- _Page excerpt_
*** Block opens ***

FDA approves Merck’s new antibacterial drug applications
The FDA has accepted two new antibacterial drug applications from Merck & Co, both of which have received Priority Review.
The first is for the company’s combination of relebactam, an investigational beta-lactamase inhibitor, with imipenem/cilastatin (MK-7655A, IMI/REL), for the treatment of complicated urinary tract infections (cUTI) and complicated intra-abdominal infections (cIAI) caused by certain susceptible Gram-negative bacteria.
The FDA also accepted a supplemental filing for Zerbaxa (ceftolozane and tazobactam) to treat adult patients with nosocomial pneumonia, including ventilator-associated pneumonia caused by certain susceptible Gram-negative microorganisms.
In the US, Zerbaxa is currently indicated for the treatment of adult patients with cUTI, including pyelonephritis, caused by certain susceptible Gram-negative microorganisms, and is also indicated, in combination with metronidazole, for the treatment of adult patients with cIAI caused by certain susceptible Gram-negative and Gram-positive microorganisms.
US-based Merck & Co, known as MSD outside the US and Canada, had previously announced its intention to file for this new indication for the drug after positive results from the phase III ASPECT-NP trial, testing the drug in ventilated hospital-acquired bacterial pneumonia (HABP) or ventilator-associated bacterial pneumonia (VABP).
Merck came to Zerbaxa through its $9.5 billion acquisition of Cubist five years ago – but despite the potential new indication sales are a disappointment and well below the blockbuster level of sales expected at the time of acquisition.
Both applications have been given Priority Review, which lasts for six months instead of the standard 10 month period.
The Prescription Drug User Fee Act (PDUFA) target action date for IMI/REL is July 16, 2019, while the PDUFA target action date for ZERBAXA is June 3, 2019.
Corresponding applications for both medicines have been filed with the European Medicines Agency (EMA) and are currently under review.
“There is a major unmet need for new treatment options to address the growing danger of serious and potentially life-threatening infections caused by Gram-negative bacteria,” said Dr Nicholas Kartsonis, senior vice president, head of clinical research for infectious diseases and vaccines, Merck Research Laboratories.

*** Block closes ***

List every generic (non-brand) drug substance named in the article on Merck's antibacterial drug applications. The material that comes next stands apart from the article and is unrelated to it.

- _Provided data_
*** Block opens ***

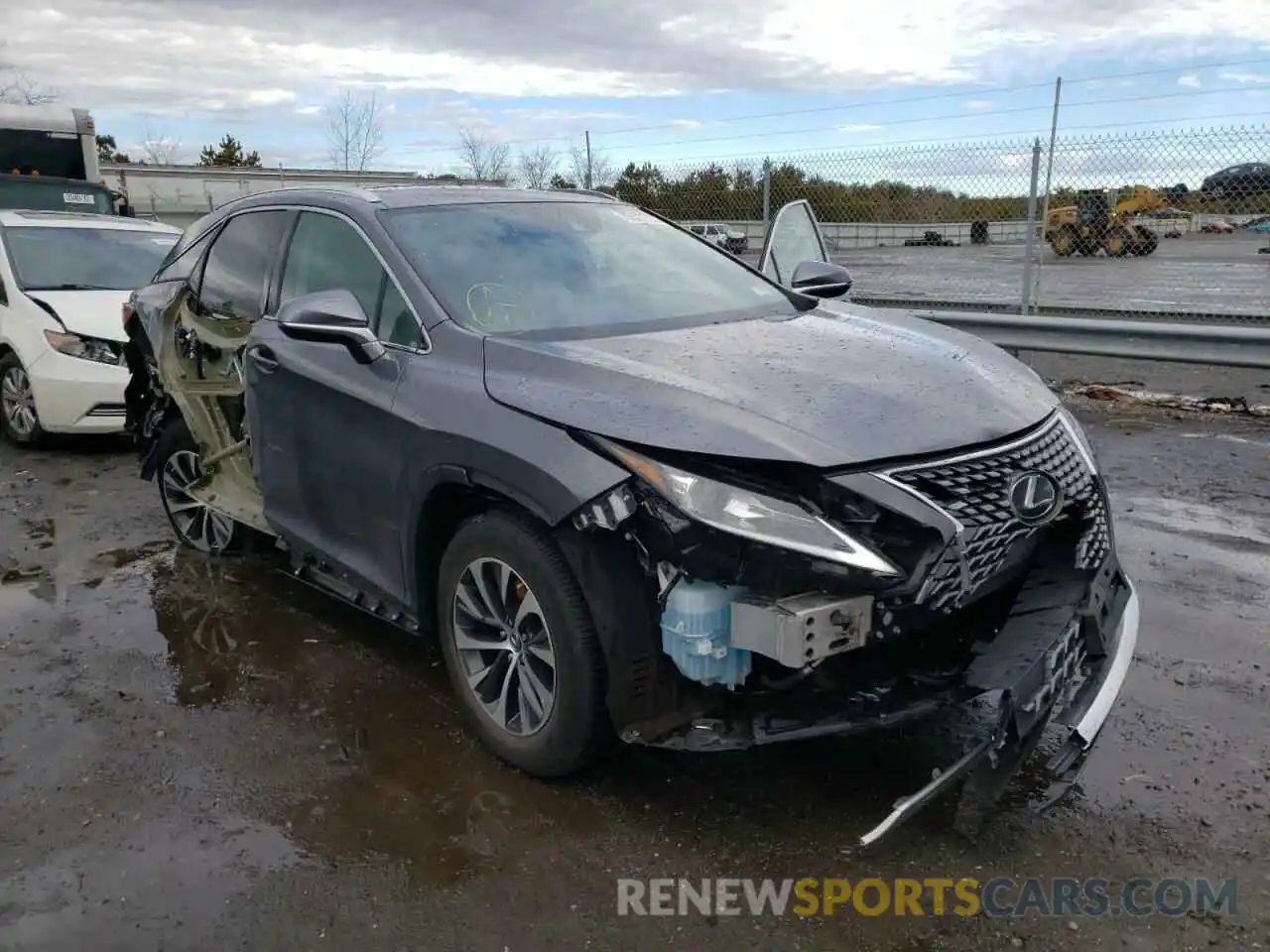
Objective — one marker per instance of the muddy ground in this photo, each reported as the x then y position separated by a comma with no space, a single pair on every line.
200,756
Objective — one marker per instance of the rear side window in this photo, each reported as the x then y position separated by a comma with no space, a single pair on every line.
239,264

*** Block closes ***

- _Exercise solution_
relebactam, imipenem, cilastatin, ceftolozane, tazobactam, metronidazole